▸ **Items**:

+--

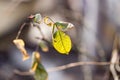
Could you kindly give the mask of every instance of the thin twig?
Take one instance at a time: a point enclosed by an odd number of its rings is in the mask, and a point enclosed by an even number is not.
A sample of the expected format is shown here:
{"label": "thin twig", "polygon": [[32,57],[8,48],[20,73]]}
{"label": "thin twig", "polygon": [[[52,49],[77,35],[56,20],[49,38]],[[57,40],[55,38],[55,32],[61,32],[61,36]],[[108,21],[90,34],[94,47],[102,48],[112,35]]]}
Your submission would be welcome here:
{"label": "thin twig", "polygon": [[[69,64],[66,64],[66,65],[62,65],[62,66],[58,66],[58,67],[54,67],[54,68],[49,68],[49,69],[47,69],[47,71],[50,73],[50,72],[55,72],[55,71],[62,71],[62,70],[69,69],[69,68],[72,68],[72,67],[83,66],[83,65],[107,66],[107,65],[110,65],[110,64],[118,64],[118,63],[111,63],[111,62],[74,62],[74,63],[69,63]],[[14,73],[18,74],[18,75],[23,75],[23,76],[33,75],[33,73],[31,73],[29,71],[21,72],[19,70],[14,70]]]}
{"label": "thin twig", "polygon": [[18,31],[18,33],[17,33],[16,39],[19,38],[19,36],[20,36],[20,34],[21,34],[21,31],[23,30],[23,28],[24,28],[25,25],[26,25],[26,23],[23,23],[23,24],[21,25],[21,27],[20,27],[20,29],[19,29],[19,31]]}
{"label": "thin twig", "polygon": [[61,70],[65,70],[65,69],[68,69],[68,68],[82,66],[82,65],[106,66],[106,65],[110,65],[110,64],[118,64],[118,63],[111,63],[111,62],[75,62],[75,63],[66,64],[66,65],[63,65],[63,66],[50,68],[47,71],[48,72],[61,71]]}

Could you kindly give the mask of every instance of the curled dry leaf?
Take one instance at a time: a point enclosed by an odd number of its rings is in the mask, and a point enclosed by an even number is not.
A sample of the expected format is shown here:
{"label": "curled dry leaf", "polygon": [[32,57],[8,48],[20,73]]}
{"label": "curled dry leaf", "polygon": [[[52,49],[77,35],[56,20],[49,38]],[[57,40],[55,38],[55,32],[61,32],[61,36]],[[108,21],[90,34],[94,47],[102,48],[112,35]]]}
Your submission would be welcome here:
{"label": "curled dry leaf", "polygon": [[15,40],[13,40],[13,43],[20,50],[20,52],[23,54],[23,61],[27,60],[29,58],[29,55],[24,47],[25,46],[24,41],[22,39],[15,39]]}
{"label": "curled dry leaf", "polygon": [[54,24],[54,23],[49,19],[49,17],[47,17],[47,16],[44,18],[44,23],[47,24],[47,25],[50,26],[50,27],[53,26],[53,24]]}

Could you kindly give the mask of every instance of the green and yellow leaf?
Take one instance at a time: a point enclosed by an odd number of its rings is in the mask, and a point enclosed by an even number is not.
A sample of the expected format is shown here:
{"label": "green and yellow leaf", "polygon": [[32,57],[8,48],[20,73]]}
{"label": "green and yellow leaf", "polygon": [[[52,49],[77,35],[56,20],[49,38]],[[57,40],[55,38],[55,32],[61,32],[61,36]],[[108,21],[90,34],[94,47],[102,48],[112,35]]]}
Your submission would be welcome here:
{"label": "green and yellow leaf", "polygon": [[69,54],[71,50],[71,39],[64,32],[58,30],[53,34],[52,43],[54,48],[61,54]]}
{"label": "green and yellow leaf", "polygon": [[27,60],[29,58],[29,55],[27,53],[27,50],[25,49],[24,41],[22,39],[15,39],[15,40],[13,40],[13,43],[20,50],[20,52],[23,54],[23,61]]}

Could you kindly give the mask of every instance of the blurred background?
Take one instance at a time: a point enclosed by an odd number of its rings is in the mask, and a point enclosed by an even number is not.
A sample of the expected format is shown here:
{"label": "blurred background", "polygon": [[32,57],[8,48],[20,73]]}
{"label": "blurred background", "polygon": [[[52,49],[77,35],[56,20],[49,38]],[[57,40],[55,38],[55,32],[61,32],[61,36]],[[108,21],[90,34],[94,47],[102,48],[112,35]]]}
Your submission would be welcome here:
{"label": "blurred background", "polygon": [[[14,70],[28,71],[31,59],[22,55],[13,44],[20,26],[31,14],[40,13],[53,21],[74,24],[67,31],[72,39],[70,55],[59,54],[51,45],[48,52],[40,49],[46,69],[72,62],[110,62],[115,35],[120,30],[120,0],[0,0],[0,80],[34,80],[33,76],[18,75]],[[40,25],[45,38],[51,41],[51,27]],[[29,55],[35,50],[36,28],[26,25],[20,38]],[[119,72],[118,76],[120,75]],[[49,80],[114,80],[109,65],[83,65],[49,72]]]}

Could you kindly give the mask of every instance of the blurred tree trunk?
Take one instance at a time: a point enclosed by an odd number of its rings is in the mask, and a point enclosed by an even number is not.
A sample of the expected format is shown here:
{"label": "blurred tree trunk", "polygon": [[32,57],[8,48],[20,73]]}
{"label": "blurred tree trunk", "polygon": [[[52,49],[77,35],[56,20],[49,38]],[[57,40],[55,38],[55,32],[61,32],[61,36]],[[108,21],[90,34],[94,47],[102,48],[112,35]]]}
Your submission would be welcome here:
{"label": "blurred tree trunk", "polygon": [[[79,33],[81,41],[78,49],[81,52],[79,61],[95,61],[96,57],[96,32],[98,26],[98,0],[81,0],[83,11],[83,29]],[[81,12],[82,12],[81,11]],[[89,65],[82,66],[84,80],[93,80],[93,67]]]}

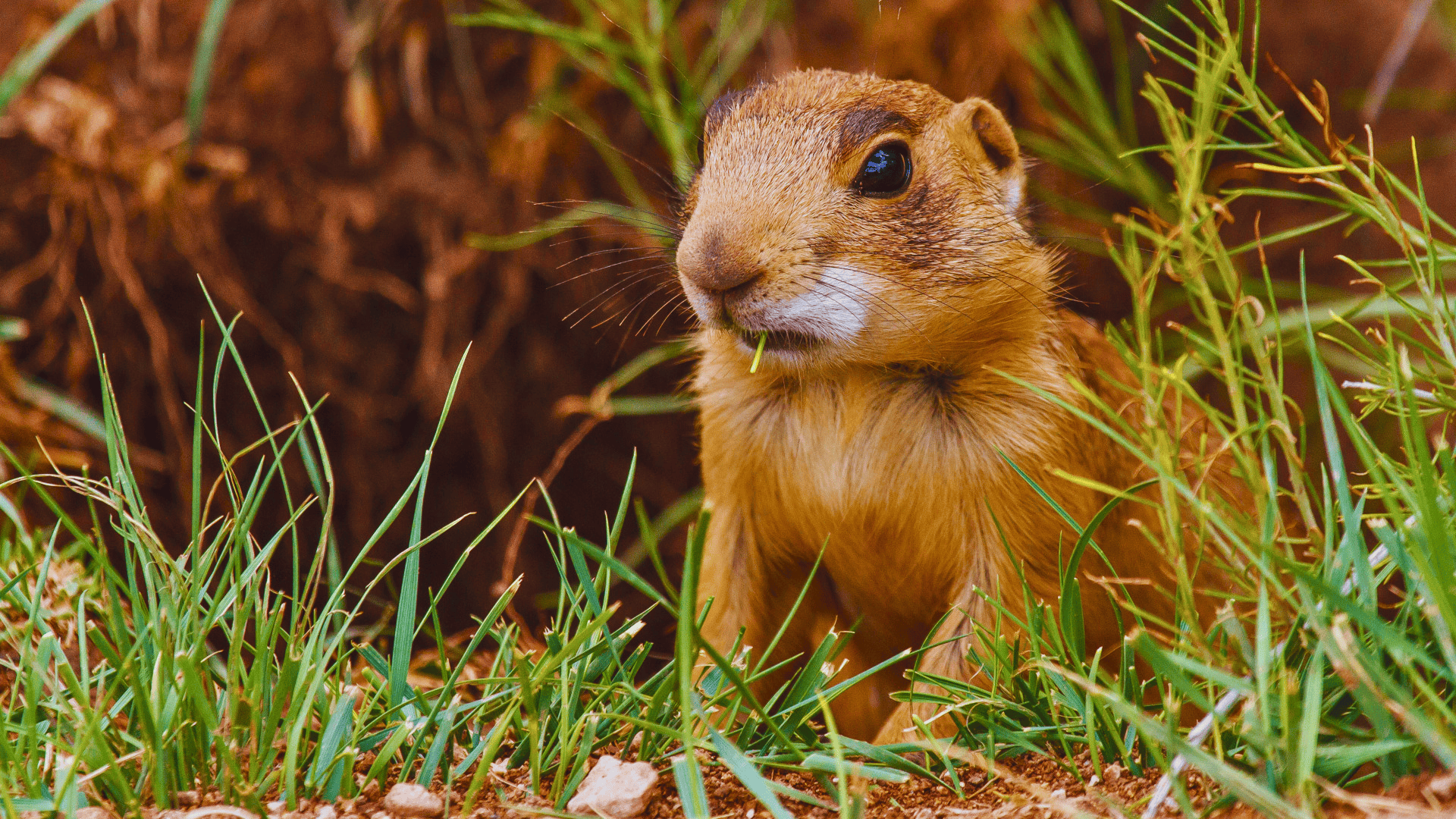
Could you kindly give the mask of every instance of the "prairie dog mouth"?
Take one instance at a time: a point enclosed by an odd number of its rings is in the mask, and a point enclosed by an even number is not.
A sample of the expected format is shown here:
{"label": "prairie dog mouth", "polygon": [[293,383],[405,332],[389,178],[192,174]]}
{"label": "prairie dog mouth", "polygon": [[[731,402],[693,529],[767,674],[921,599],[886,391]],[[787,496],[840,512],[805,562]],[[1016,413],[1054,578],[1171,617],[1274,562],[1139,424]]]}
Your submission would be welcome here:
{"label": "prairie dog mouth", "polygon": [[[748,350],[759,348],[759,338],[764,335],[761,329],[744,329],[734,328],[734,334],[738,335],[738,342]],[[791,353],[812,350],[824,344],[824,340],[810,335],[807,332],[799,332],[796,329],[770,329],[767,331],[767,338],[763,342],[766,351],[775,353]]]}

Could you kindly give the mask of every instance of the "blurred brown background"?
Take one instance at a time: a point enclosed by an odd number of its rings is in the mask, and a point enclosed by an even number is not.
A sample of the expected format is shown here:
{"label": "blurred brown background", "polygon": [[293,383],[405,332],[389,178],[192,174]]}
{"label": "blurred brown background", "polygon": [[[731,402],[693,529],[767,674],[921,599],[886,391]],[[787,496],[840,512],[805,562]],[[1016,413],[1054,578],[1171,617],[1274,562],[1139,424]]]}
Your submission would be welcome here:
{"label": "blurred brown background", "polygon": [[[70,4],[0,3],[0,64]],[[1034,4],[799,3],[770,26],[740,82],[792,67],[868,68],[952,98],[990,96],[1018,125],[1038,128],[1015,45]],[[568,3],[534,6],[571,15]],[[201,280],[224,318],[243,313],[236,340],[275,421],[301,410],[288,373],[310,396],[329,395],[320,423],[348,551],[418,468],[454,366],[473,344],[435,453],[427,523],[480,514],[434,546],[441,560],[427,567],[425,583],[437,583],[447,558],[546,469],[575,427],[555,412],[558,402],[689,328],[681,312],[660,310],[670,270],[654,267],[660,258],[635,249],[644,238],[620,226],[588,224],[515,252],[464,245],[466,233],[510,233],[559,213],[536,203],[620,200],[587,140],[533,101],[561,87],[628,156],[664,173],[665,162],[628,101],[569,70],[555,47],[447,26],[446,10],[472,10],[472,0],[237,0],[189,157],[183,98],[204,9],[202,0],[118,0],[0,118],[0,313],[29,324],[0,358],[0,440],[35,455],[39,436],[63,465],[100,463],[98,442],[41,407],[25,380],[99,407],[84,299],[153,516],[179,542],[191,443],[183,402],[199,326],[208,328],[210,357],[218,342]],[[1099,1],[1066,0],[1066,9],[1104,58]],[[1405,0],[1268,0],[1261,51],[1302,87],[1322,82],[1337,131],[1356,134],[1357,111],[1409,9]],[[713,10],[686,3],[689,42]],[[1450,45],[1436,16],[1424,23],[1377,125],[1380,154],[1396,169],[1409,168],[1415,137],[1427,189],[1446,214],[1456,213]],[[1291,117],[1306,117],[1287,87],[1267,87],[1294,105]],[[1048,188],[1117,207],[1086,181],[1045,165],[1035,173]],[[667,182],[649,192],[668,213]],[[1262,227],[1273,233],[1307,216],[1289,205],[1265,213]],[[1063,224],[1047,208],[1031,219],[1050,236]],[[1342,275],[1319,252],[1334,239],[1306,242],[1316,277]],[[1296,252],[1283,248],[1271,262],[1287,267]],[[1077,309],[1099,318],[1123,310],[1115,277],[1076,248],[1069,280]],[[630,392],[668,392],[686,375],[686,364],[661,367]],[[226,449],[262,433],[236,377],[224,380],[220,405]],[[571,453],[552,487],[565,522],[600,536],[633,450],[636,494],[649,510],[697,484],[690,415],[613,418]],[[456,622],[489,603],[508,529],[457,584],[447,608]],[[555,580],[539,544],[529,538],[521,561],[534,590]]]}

+--

▸ **Short problem**:
Locate each line in the items containing the word "kindly", with case counting, and copy those lines out.

▸ **Response for this exercise**:
Could you kindly give the mask of every instance of the thin twig?
Could you kindly give the mask of every instance of the curled dry leaf?
Could you kindly give the mask of every instance of the green and yellow leaf?
Could you kindly give the mask of every instance of the blurred background?
Could you kindly give the mask of every instance of the blurred tree trunk?
Could you kindly give the mask of every instance of the "prairie dog mouth"?
Could you kindly give the mask of every instance of the "blurred brown background"?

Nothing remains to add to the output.